Task prompt — Copy out all of the entries exactly as they appear.

Dataset excerpts —
.....

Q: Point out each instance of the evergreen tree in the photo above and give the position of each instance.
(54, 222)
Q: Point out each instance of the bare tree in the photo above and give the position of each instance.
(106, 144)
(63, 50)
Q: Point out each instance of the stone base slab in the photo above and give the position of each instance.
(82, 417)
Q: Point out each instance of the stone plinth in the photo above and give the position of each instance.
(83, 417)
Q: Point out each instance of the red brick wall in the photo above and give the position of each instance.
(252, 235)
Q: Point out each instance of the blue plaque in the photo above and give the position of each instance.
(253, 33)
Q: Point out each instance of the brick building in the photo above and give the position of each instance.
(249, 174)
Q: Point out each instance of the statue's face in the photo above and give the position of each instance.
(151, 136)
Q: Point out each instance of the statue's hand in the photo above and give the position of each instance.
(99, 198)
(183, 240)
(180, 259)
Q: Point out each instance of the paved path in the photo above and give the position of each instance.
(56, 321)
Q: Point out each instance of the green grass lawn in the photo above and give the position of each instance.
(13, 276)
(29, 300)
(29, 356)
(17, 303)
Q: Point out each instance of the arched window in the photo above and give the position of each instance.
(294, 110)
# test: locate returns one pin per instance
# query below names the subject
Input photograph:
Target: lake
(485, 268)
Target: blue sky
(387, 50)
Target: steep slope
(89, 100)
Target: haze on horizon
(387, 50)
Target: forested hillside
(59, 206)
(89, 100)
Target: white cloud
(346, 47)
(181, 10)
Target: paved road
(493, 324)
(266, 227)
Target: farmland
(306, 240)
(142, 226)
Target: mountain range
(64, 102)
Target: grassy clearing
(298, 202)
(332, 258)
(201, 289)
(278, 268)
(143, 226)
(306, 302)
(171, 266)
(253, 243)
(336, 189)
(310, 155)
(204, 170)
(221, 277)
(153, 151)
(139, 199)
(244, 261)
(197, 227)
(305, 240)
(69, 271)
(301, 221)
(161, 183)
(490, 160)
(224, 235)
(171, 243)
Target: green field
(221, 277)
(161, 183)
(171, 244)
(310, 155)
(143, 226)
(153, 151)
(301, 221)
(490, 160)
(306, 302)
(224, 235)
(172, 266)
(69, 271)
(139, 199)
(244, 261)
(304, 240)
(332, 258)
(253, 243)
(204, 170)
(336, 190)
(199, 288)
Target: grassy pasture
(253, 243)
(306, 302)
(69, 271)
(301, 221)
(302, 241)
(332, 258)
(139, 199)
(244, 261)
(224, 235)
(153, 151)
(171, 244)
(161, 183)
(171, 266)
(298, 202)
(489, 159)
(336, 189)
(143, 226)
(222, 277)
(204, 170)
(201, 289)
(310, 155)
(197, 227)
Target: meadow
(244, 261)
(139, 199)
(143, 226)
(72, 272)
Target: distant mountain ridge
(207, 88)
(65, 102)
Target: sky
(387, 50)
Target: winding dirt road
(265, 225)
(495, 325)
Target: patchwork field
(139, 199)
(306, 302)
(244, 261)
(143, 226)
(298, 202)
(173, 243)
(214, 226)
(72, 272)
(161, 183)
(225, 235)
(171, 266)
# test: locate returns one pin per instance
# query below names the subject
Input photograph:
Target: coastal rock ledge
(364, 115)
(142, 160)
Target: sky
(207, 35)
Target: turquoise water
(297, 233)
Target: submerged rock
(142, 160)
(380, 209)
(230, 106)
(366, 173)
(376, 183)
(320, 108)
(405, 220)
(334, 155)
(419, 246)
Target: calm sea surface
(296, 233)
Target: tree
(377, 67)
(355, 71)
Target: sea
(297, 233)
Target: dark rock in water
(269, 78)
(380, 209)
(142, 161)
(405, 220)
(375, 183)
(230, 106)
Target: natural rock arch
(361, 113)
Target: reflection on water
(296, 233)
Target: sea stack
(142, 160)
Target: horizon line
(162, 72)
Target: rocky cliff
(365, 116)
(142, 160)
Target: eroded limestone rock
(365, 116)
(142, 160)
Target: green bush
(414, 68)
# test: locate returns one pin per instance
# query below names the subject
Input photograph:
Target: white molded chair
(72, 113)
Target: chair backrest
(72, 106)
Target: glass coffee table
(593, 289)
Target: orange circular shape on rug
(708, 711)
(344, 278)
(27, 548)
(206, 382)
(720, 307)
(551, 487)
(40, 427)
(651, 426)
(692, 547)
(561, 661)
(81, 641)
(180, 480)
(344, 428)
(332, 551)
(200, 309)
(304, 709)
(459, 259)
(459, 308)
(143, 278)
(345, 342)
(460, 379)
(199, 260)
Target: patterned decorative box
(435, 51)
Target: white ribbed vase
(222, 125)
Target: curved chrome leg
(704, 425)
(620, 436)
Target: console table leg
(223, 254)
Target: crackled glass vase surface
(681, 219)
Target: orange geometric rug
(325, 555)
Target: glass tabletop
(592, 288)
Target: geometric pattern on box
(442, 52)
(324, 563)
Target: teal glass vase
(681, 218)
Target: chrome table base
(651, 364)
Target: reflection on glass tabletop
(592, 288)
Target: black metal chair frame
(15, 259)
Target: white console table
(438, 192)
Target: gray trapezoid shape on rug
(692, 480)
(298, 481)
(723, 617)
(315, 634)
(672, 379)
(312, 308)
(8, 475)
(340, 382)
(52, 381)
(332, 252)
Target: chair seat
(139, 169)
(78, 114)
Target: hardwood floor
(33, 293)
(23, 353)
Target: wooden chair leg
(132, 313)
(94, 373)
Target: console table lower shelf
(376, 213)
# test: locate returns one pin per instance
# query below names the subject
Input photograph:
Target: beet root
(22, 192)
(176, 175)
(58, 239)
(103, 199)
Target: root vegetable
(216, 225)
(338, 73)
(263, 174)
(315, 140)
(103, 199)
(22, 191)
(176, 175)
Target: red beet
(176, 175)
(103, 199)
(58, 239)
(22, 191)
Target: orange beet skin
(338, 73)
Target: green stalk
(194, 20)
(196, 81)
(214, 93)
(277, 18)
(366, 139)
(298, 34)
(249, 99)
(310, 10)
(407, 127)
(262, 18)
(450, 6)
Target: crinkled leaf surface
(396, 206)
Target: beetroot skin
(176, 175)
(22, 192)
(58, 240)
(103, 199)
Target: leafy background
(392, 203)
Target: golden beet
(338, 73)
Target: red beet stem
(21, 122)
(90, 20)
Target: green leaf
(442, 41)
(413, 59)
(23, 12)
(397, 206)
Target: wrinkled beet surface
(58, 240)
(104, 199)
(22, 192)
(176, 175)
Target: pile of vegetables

.....

Result for this exercise —
Q: Point out each instance of the evergreen tree in the photo above and give the position of each instance.
(54, 222)
Q: Point out each instance of the bare tree in the photo above and give the position of each instance.
(106, 144)
(63, 50)
Q: Point out each instance of the stone base slab in the photo above and give the position of each instance.
(82, 417)
Q: Point out each instance of the stone plinth in the photo above and give the position of each instance.
(83, 417)
Q: Point out each instance of the red brick wall in the photo above and give the position of each instance.
(252, 235)
Q: Point out each instance of the blue plaque in the photo above and give the position of each instance.
(253, 33)
Q: Point out each instance of the brick building in the photo above and give the position of each instance.
(249, 174)
Q: Point out each instance of the statue's face in the photo above and give the position of each instance.
(151, 136)
Q: Point out each instance of the statue's hand in the photo above and give the position of each instance.
(99, 198)
(183, 240)
(180, 259)
Q: Point out each instance of the paved path in the photo above and give the position of each instance.
(56, 321)
Q: Point out each instance of the green grass lawn in the photo above and give the position of each instance.
(13, 276)
(29, 300)
(29, 356)
(17, 303)
Q: Point out each instance of the arched window in the photo above and give the position of each instance.
(294, 110)
# test: locate returns one pin per instance
# query below names the subject
Input photograph:
Target: lake
(485, 268)
Target: blue sky
(387, 50)
Target: steep slope
(89, 100)
Target: haze on horizon
(387, 50)
Target: forested hillside
(59, 206)
(89, 100)
Target: white cloud
(346, 47)
(181, 10)
Target: paved road
(493, 324)
(266, 227)
Target: farmland
(306, 240)
(142, 226)
Target: mountain range
(64, 102)
Target: grassy clearing
(298, 202)
(332, 258)
(201, 289)
(278, 268)
(143, 226)
(306, 302)
(171, 266)
(253, 243)
(336, 189)
(310, 155)
(204, 170)
(221, 277)
(153, 151)
(139, 199)
(244, 261)
(197, 227)
(305, 240)
(69, 271)
(301, 221)
(161, 183)
(490, 160)
(224, 235)
(171, 243)
Target: green field
(221, 277)
(161, 183)
(171, 244)
(310, 155)
(143, 226)
(153, 151)
(301, 221)
(490, 160)
(306, 302)
(224, 235)
(172, 266)
(69, 271)
(139, 199)
(244, 261)
(304, 240)
(332, 258)
(253, 243)
(204, 170)
(336, 190)
(199, 288)
Target: grassy pasture
(253, 243)
(306, 302)
(69, 271)
(301, 221)
(302, 241)
(332, 258)
(139, 199)
(244, 261)
(224, 235)
(153, 151)
(171, 244)
(161, 183)
(171, 266)
(298, 202)
(489, 159)
(336, 189)
(143, 226)
(222, 277)
(204, 170)
(201, 289)
(310, 155)
(197, 227)
Target: meadow
(244, 261)
(139, 199)
(143, 226)
(72, 272)
Target: distant mountain ridge
(207, 88)
(65, 102)
Target: sky
(387, 50)
Target: winding dirt road
(265, 225)
(495, 325)
Target: patchwork field
(139, 199)
(306, 302)
(244, 261)
(143, 226)
(298, 202)
(173, 243)
(214, 226)
(72, 272)
(161, 183)
(225, 235)
(171, 266)
# test: locate returns one pin per instance
# query below names the subject
Input photograph:
Target: coastal rock ledge
(364, 115)
(142, 160)
Target: sky
(207, 35)
Target: turquoise water
(297, 233)
Target: submerged rock
(142, 160)
(380, 209)
(230, 106)
(366, 173)
(376, 183)
(320, 108)
(405, 220)
(334, 155)
(419, 246)
Target: calm sea surface
(296, 233)
Target: tree
(377, 67)
(355, 71)
Target: sea
(297, 233)
Target: dark rock in water
(269, 78)
(380, 209)
(142, 161)
(405, 220)
(375, 183)
(230, 106)
Target: natural rock arch
(361, 113)
Target: reflection on water
(296, 233)
Target: sea stack
(142, 160)
Target: horizon line
(162, 72)
Target: rocky cliff
(365, 116)
(142, 160)
Target: eroded limestone rock
(365, 116)
(142, 160)
Target: green bush
(414, 68)
# test: locate returns one pin per instance
# query below names the subject
Input photograph:
Target: white molded chair
(72, 113)
Target: chair backrest
(72, 106)
Target: glass coffee table
(593, 289)
Target: orange circular shape on rug
(708, 711)
(344, 278)
(27, 548)
(206, 382)
(720, 307)
(551, 487)
(40, 427)
(651, 426)
(692, 547)
(561, 661)
(81, 641)
(180, 480)
(344, 428)
(332, 551)
(200, 309)
(304, 709)
(459, 259)
(459, 308)
(143, 278)
(345, 342)
(460, 379)
(199, 260)
Target: patterned decorative box
(435, 51)
Target: white ribbed vase
(222, 125)
Target: curved chrome leg
(704, 425)
(620, 436)
Target: console table leg
(223, 254)
Target: crackled glass vase surface
(681, 219)
Target: orange geometric rug
(325, 555)
Target: glass tabletop
(592, 288)
Target: geometric pattern on box
(442, 52)
(324, 563)
Target: teal glass vase
(681, 218)
Target: chrome table base
(651, 364)
Target: reflection on glass tabletop
(592, 288)
Target: black metal chair frame
(15, 259)
Target: white console table
(438, 192)
Target: gray trapezoid shape on rug
(692, 480)
(298, 481)
(723, 617)
(315, 634)
(672, 379)
(312, 308)
(8, 475)
(340, 382)
(52, 381)
(332, 252)
Target: chair seat
(139, 169)
(78, 114)
Target: hardwood floor
(33, 293)
(23, 353)
Target: wooden chair leg
(132, 313)
(94, 373)
Target: console table lower shelf
(376, 213)
# test: locate returns one pin per instance
# query below names the subject
Input photograph:
Target: beet root
(22, 192)
(176, 175)
(58, 239)
(103, 199)
Target: root vegetable
(216, 225)
(338, 73)
(263, 174)
(315, 140)
(103, 199)
(22, 191)
(176, 175)
Target: red beet
(176, 175)
(103, 199)
(58, 239)
(22, 191)
Target: orange beet skin
(338, 73)
Target: green stalk
(194, 20)
(196, 81)
(214, 93)
(277, 18)
(366, 139)
(298, 34)
(249, 99)
(310, 10)
(407, 127)
(262, 18)
(450, 6)
Target: crinkled leaf surface
(396, 206)
Target: beetroot skin
(176, 175)
(22, 192)
(58, 240)
(103, 199)
Target: leafy background
(392, 203)
Target: golden beet
(338, 73)
Target: red beet stem
(21, 122)
(90, 20)
Target: green leaf
(442, 41)
(413, 59)
(23, 12)
(397, 206)
Target: wrinkled beet surface
(58, 240)
(104, 199)
(22, 192)
(176, 175)
Target: pile of vegetables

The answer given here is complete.